Ethnologist, university professor

This biography, written by James Ritchie, was first published in the Dictionary of New Zealand Biography in 1998. It was updated in January, 2020.

Ivan Lorin George Sutherland was born in Masterton on 10 May 1897 to Robert Sutherland, a sawmill hand, and his wife, Rose Julia Clarke. His parents were actively involved in the Salvation Army, the Women's Christian Temperance Union of New Zealand and local community affairs. But rural education rather failed to develop Sutherland's worth. He left Masterton District High School without qualification, worked for a while in a bank, and then, at the age of 19, left for Wellington intending to become a Methodist minister.

At Victoria University College his talent blossomed under the powerful mentoring of Thomas Hunter, then professor of mental and moral philosophy. He graduated in 1918. He then enlisted in the army, but a serious illness led to an early discharge. Returning to the tutelage of Hunter, Sutherland completed his MA, gained a postgraduate scholarship and wrote a thesis for the Jacob Joseph Scholarship. In this, he stated his belief that all people, whatever their circumstances, possessed spiritual worth. Sutherland's attempt to realise this in practice informed much of his subsequent career. Study for a PhD at the University of Glasgow (1924) completed his academic training. During this time he had direct contact with many of the social theorists whose writings he had been studying over his formative years: Graham Wallas, Leonard Hobhouse, Bertrand Russell, and the Fabians at the London School of Economics and Political Science.

Immediately on his return to New Zealand in 1924, Sutherland teamed up with a young group of political activists who set out to become consultants and advisers to the government. Over the next decade this group, which came to include Alister McIntosh, John Beaglehole, W. B. Sutch and R. M. Campbell, provided intellectual fibre to politics and administration, through writing, broadcasting and public speaking. Hunter fostered Sutherland's career further, eventually finding him an assistantship, then a lectureship at Victoria.

From about 1928 onwards Sutherland became increasingly interested in Māori affairs, forming a close relationship with Apirana Ngata, whose policies for land reform captured his imagination. With Ngata he journeyed to various East Coast locations and later to Northland and the Pacific islands. He also developed a close friendship with Te Puea Hērangi and visited her land development projects.

When accusations of malpractice were made about the administration of Ngata’s schemes, Sutherland was incensed. Although a commission of inquiry into the administration of the Native Department largely exonerated Ngata, he resigned from cabinet in 1934. Sutherland reported the matter in The Māori situation, a spirited book which was also an excellent survey of the situation confronting Māori as the economy emerged from depression. Sutherland later became an official adviser to the department, guiding and being guided by Jock McEwen, who was later to become its secretary. In 1940 Sutherland edited a collection of essays, The Māori people today. So popular was it that two reprints followed. It remained a benchmark in Māori studies until the 1960s.

Sutherland's work in Māori affairs was increasingly subordinated to the development of his academic field and the struggle to make progress in the social sciences in an alien atmosphere at Canterbury University College. He had applied for a chair at the University of Otago in 1933 but was rejected. The religious orthodoxy of that institution favoured more classical approaches to mental and moral philosophy; Sutherland was already pushing for recognition of the new field of psychology, and his publication record was light. Nevertheless, in 1937 Canterbury University College awarded him the professorship of philosophy and psychology. He married Nancy May Webber, a physical instructress, at French Pass, Marlborough, on 18 May that year. They had three daughters and two sons, including two sets of twins.

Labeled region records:
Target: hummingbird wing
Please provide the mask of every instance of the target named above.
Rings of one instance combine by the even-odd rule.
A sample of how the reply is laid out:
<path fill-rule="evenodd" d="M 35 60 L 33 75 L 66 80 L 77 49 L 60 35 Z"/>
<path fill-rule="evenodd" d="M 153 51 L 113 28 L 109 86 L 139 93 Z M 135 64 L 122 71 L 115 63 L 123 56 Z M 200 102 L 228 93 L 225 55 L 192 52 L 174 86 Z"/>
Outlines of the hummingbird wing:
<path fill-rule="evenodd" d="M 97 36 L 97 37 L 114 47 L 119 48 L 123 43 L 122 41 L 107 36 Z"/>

▸ **Actions to take**
A. Transcribe the records verbatim, starting at their first line and ending after the line containing "35 60 L 33 75".
B. Go on with the biography of Ivan Sutherland, picking up after its final sentence.

▸ **Answer set**
A.
Target: hummingbird wing
Please provide the mask of every instance of the target named above.
Rings of one instance combine by the even-odd rule.
A sample of how the reply is laid out:
<path fill-rule="evenodd" d="M 35 60 L 33 75 L 66 80 L 77 49 L 60 35 Z"/>

B.
Sutherland’s colleague for most of his time at Canterbury University College was the Austrian philosopher Karl Popper. In 1936, both men had applied for the vacant chair in philosophy. Sutherland was appointed to the position, which he held until 1952, with Popper a lecturer under him for nine years. While the brilliant Popper had an international reputation, Sutherland was virtually unknown outside New Zealand. Their relationship was difficult – Popper resented being junior to a man he regarded as a nonentity, while Sutherland found Popper argumentative and uncooperative. Nevertheless, outside the university the two men found a common cause in the Christchurch Refugees’ Emergency Committee, which advocated on behalf of Jewish émigrés from Europe seeking refuge in New Zealand.

Wartime soon engulfed Sutherland in a busy round of activity. Besides assisting Jewish refugees, he worked in army education and postwar reconstruction, including a trip to Japan with the occupation forces. His earlier interest in the League of Nations transformed into advocacy of local support for the United Nations. He became a welfare adviser to the Department of Māori Affairs and, at the request of Ngata, wrote the commemorative booklet for the hui held in Ruatōria in 1943 to mark the posthumous award of the Victoria Cross to Lieutenant Te Moananui-a-Kiwa Ngārimu.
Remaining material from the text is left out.